This week’s #NaPoWriMo share is in response to
’s entry, “Indigeneity” from Regeneration: Ending the Climate Crisis in One Generation, and it draws from two passages that particularly stood out to me:“In the West, students are steeped in a scientific method of learning that separates and isolates people, plants, animals, species—life itself—into distinct parts disconnected from habitat, river, grassland, or forest floor, as if one plant or species could exist without everything else.”
- Paul Hawken, “Indigeneity,” Regeneration
And also this:
“There is an extraordinary teaching about the earth that is needed, a way of knowing that erases the separation between people and nature, a disconnection that has caused the climate crisis. The knowledge is here.”
- Paul Hawken, “Indigeneity,” Regeneration
The idea in this chapter is that we have so much to learn from individuals who are native to the land on which we live, because their relationship with the land is very different and more intimate than those of us who are of European descent. I respond to this idea in this poem today, thinking about my own connection with the soil and with the land around me.
Here’s this week’s offering:
The Land Within Me
I come from the humus of other countries shaped in human form and hauled here on ships across several centuries. They fled or sought fortune, fueled by promises of coal and soil, a long line of farmers down one side and miners on the other. Bronislawa, Augusta, Sara Elizabeth, and more bore the fruit of homeland in their wombs and delivered us all to the New World, without our mother tongues. There is nothing indigenous about me. The land I own—no—occupy, was once Shawnee, Miami, Modoc, Ottawa, Peoria, Seneca-Cayuga, Quapaw, and Wyandotte, tribes that form the Kaskaskia Territory and names I know from county maps, rivers, school districts, and towns long purged of the First Nations who ceded this land, in 1805, peacefully, supposedly. I’ve been here ever since, with my pale skin so prone to burning, my Eastern European face, my fences, declaring land and trees and lawns and water mine when I’ve been a transplant for such a short time, believing the lie that I am somehow not of but owner of this land, preeminent, as if one plant or species could exist without everything else. I am now formed of the dust of this earth, in this place, in this time. The land I am is not mine. There are words for my home I need to know to understand how to be with the river, soil, birds, and trees around me, but I still don’t speak the language. Native neighbor, please, teach this refugee to sing.

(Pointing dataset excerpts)
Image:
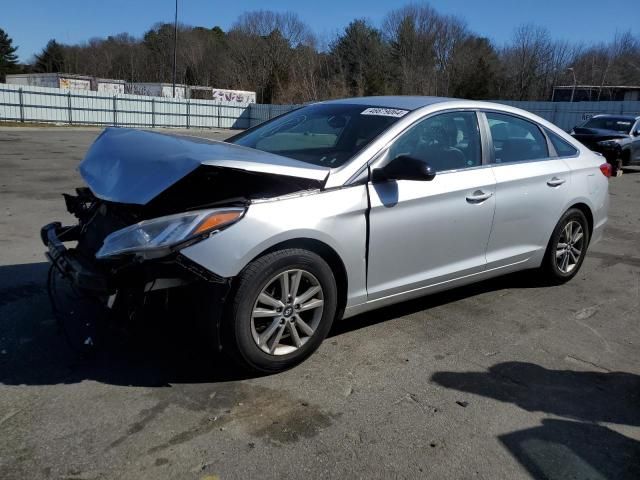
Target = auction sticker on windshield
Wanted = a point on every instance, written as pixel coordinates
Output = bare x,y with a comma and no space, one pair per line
385,112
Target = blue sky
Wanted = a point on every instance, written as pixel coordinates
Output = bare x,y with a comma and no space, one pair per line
31,23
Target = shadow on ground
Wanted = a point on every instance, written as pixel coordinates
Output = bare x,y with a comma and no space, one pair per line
163,352
561,449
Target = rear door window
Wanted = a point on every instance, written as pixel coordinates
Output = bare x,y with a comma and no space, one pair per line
515,139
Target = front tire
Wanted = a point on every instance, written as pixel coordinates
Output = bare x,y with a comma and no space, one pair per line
567,247
281,309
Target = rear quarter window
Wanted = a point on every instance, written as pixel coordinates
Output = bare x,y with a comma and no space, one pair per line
563,148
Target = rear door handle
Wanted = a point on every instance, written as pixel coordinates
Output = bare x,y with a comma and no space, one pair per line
555,182
478,196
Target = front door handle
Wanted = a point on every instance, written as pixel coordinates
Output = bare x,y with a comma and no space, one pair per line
555,182
478,196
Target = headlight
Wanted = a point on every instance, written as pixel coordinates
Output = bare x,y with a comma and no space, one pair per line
155,238
610,143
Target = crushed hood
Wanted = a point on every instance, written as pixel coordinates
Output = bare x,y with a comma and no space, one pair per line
134,166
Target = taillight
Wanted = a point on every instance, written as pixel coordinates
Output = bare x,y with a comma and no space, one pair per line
605,168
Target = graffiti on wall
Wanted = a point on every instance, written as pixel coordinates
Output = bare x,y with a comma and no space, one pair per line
238,96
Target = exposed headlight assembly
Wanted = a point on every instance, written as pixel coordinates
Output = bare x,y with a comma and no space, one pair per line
159,236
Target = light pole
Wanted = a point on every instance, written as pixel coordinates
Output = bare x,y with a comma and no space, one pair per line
175,48
575,82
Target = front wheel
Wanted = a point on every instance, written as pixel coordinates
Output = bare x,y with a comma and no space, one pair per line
567,247
282,308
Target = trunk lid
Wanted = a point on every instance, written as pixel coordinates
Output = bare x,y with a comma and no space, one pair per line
135,166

§ **Task goal**
Reproduce the poetry post word for word, from start to finish. The records are unrelated to the poetry post and stand as separate material.

§ **Correct output**
This week’s #NaPoWriMo share is in response to
’s entry, “Indigeneity” from Regeneration: Ending the Climate Crisis in One Generation, and it draws from two passages that particularly stood out to me:“In the West, students are steeped in a scientific method of learning that separates and isolates people, plants, animals, species—life itself—into distinct parts disconnected from habitat, river, grassland, or forest floor, as if one plant or species could exist without everything else.”
- Paul Hawken, “Indigeneity,” Regeneration
And also this:
“There is an extraordinary teaching about the earth that is needed, a way of knowing that erases the separation between people and nature, a disconnection that has caused the climate crisis. The knowledge is here.”
- Paul Hawken, “Indigeneity,” Regeneration
The idea in this chapter is that we have so much to learn from individuals who are native to the land on which we live, because their relationship with the land is very different and more intimate than those of us who are of European descent. I respond to this idea in this poem today, thinking about my own connection with the soil and with the land around me.
Here’s this week’s offering:
The Land Within Me
I come from the humus of other countries shaped in human form and hauled here on ships across several centuries. They fled or sought fortune, fueled by promises of coal and soil, a long line of farmers down one side and miners on the other. Bronislawa, Augusta, Sara Elizabeth, and more bore the fruit of homeland in their wombs and delivered us all to the New World, without our mother tongues. There is nothing indigenous about me. The land I own—no—occupy, was once Shawnee, Miami, Modoc, Ottawa, Peoria, Seneca-Cayuga, Quapaw, and Wyandotte, tribes that form the Kaskaskia Territory and names I know from county maps, rivers, school districts, and towns long purged of the First Nations who ceded this land, in 1805, peacefully, supposedly. I’ve been here ever since, with my pale skin so prone to burning, my Eastern European face, my fences, declaring land and trees and lawns and water mine when I’ve been a transplant for such a short time, believing the lie that I am somehow not of but owner of this land, preeminent, as if one plant or species could exist without everything else. I am now formed of the dust of this earth, in this place, in this time. The land I am is not mine. There are words for my home I need to know to understand how to be with the river, soil, birds, and trees around me, but I still don’t speak the language. Native neighbor, please, teach this refugee to sing.